> WHAT TO PRODUCE: Repeat the data precisely as given.

(Items from a data source)
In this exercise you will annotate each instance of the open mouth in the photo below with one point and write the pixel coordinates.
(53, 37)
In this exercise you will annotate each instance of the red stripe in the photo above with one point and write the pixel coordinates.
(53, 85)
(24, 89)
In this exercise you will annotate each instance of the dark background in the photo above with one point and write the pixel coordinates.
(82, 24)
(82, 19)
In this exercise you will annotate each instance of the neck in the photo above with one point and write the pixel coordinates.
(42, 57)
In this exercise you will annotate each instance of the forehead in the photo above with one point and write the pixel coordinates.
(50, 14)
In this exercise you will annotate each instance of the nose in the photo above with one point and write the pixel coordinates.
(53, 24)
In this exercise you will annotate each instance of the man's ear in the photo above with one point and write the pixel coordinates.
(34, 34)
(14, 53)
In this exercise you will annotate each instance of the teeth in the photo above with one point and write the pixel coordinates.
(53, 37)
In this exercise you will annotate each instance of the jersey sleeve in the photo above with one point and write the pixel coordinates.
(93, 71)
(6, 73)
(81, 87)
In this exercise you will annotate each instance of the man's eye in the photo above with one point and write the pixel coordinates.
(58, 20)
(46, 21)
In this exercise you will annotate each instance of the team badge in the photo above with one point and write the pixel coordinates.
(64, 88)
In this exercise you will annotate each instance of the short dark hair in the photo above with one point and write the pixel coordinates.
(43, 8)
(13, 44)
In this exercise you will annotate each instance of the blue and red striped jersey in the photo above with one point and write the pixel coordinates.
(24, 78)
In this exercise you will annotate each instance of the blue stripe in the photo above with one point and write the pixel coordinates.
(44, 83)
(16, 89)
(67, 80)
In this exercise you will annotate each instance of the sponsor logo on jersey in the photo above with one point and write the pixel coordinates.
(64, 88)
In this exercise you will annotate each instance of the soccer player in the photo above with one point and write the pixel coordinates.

> RESPONSE BELOW:
In this exercise you will annotate each instance of the open mouth in the photo below with one point and write the pixel coordinates.
(53, 37)
In this exercise you will annotate each instance of the red stripe in the photo above with one point and write the pixel coordinates.
(53, 85)
(24, 89)
In this exercise you will annotate each instance of the dark background in the photo above with one point and write the pixel coordinates.
(82, 24)
(82, 19)
In this exercise you will annotate each instance of the neck in the photo above with one point and write the pixel coordinates.
(42, 57)
In this exercise you will annotate each instance of the forehead in the photo above with one point and write the pixel coordinates.
(50, 14)
In this exercise you will annotate each instance of the nose in the photo above with one point and write the pixel coordinates.
(53, 24)
In this exercise you will annotate each instance of the man's ear in the photo above with one point and write the pixel coordinates.
(34, 34)
(14, 53)
In this exercise you will annotate each instance of the teeth in the photo above with one point and write the pixel coordinates.
(53, 37)
In this exercise you will annotate each instance of the jersey sleeve in the photo above with one point and write the pixel coordinates.
(93, 71)
(6, 73)
(81, 87)
In this exercise you will annotate each instance of the man's eye in the photo above with one point and write the pixel coordinates.
(58, 20)
(46, 21)
In this exercise you will annotate each instance of the team badge in the photo above with one point and write the pixel coordinates.
(64, 88)
In this exercise you will annotate each instance of the short dark hair in the photo above with one point and write the pixel coordinates.
(43, 8)
(13, 44)
In this exercise you will annotate each instance of the blue and red striped jersey in the photo above with one point and write the pixel coordinates.
(24, 78)
In this exercise you will annotate each instance of the blue stripe in the photo above with one point and write the pixel coordinates.
(44, 83)
(16, 89)
(67, 80)
In this exercise you will annotate each instance of the sponsor logo on jersey in the photo above with one point and write the pixel coordinates.
(64, 88)
In this exercise you will annotate each instance of the soccer player in the photo above with one point and write the pixel coordinates.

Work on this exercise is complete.